EXERCISE DIRECTIONS:
Reproduce every one of the following items word for word, without changing anything.

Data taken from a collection
+===+

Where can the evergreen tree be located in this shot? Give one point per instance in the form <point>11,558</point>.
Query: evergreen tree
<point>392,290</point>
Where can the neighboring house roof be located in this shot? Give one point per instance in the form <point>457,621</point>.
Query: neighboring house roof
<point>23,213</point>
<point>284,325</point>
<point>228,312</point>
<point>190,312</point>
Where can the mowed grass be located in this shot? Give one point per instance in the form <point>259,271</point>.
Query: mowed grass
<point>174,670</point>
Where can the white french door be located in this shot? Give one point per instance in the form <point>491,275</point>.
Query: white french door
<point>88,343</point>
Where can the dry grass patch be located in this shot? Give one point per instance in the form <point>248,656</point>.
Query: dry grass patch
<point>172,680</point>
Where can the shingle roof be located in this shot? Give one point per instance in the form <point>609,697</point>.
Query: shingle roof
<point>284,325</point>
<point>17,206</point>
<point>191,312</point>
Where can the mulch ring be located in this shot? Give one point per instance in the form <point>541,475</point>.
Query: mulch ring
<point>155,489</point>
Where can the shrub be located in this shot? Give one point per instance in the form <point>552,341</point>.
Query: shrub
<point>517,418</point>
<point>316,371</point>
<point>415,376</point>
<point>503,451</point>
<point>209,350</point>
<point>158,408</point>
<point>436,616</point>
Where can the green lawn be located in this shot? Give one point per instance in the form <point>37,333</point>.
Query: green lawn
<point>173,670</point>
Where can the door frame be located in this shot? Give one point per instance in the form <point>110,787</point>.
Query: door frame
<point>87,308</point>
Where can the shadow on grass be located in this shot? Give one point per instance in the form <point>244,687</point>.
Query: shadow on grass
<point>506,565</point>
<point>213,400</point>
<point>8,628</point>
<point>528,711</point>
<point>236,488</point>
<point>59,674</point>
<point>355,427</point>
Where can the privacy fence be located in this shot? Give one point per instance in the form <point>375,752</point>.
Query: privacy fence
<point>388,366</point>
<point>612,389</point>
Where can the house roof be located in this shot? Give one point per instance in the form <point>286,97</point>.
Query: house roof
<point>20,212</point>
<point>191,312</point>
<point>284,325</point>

+===+

WORKED ANSWER:
Where can the evergreen tree be located in this shot? Give one point per instance in the form <point>11,558</point>.
Query: evergreen tree
<point>392,290</point>
Where can the neighboring house roof be located in this shot? Give one point per instance in the form <point>457,621</point>.
Query: neighboring house roof
<point>23,213</point>
<point>284,325</point>
<point>228,312</point>
<point>190,312</point>
Where can the mowed grass be located in this shot? Give one point per instance in the form <point>259,271</point>.
Query: mowed grass
<point>174,670</point>
Where can the white french door be located in this shot? Give one point per instance in the form <point>491,275</point>.
Query: white french door
<point>88,343</point>
Where can the dry grass patch be located in this shot? Give one point per instance in the form <point>248,656</point>.
Query: dry grass patch
<point>172,680</point>
Where can the shingle roof be located in this shot? Give one point per instance in the form <point>609,697</point>.
Query: shingle roof
<point>284,325</point>
<point>17,206</point>
<point>191,312</point>
Where can the mulch ring be located in this shot? Give one point per instance in the form <point>541,475</point>.
Query: mulch ring
<point>155,489</point>
Where can the shrub be located in this shot? Give one point per instance in the form <point>552,341</point>.
Query: shrub
<point>517,418</point>
<point>316,371</point>
<point>415,376</point>
<point>503,451</point>
<point>209,350</point>
<point>158,408</point>
<point>436,616</point>
Where can the green lawn be located in this shot? Give one point per instance in the form <point>37,333</point>.
Query: green lawn
<point>173,670</point>
Where can the door frame be located in this shot? Give one point per instance in the form <point>110,787</point>.
Query: door frame
<point>87,308</point>
Where can the shadow on grass be located in this shot? Give one point per instance in the form <point>244,687</point>.
Query: shadow on grass
<point>506,565</point>
<point>213,400</point>
<point>8,628</point>
<point>528,711</point>
<point>236,488</point>
<point>59,674</point>
<point>355,427</point>
Where can the privacy fence be located in this shot? Give one point per instance in the form <point>375,752</point>.
Query: privacy fence
<point>388,366</point>
<point>612,389</point>
Where can the house roof be located in this shot? Give one point per instance in the form <point>286,97</point>.
Query: house roof
<point>20,212</point>
<point>191,312</point>
<point>284,325</point>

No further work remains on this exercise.